• WORK TO BE COMPLETED:
Please repeat the data between the line holding "Dear assistant, the user would like the bangs" and the line holding "[664,265,901,503]", inclusive, with the requests included. Multiply every bounding-box coordinate in the answers by 1.8 and round each to a whole number, with halves rounded up, leaving the numbers in the requests unchanged.

• EXCERPTED DATA:
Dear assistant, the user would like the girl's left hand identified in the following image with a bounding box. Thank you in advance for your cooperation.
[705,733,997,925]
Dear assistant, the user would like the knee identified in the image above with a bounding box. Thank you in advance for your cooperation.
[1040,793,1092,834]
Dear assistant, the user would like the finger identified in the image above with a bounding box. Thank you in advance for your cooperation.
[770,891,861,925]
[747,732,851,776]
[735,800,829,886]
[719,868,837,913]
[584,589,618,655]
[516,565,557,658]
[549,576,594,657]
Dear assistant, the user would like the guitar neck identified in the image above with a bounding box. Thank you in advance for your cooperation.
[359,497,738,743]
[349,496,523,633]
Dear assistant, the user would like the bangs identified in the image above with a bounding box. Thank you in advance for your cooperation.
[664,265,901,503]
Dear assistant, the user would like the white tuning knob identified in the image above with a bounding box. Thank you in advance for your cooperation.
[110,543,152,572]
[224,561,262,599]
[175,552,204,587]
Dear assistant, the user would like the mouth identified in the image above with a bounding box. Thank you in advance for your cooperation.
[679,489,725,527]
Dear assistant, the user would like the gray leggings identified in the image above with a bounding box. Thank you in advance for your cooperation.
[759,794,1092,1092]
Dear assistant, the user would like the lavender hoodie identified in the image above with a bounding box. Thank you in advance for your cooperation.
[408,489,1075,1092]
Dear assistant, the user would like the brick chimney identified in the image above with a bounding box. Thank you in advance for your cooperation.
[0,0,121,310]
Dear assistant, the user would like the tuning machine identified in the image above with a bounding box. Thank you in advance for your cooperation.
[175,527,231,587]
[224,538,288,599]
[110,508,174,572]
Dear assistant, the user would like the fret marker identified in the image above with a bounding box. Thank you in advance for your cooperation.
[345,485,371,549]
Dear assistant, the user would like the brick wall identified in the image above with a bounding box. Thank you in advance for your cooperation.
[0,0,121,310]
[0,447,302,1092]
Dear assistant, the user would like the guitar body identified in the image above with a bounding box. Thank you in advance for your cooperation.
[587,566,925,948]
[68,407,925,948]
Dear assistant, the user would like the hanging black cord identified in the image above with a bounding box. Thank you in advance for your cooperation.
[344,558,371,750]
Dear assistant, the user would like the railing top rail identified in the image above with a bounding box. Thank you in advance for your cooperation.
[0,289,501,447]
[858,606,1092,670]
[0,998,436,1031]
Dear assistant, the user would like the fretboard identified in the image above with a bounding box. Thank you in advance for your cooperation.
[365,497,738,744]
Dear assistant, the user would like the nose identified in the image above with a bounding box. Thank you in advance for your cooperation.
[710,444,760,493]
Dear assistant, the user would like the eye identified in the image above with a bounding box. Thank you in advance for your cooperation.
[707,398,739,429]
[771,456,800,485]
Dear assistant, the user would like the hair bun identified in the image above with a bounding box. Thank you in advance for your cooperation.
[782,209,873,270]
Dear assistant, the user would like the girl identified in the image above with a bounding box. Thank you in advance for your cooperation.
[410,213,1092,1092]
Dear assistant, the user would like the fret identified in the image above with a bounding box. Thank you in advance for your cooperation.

• ANSWER TO THE PROBLEM:
Dear assistant, the user would like the bangs identified in the image above with a bounding box. Thank you in advance for your cooperation.
[1195,477,1622,905]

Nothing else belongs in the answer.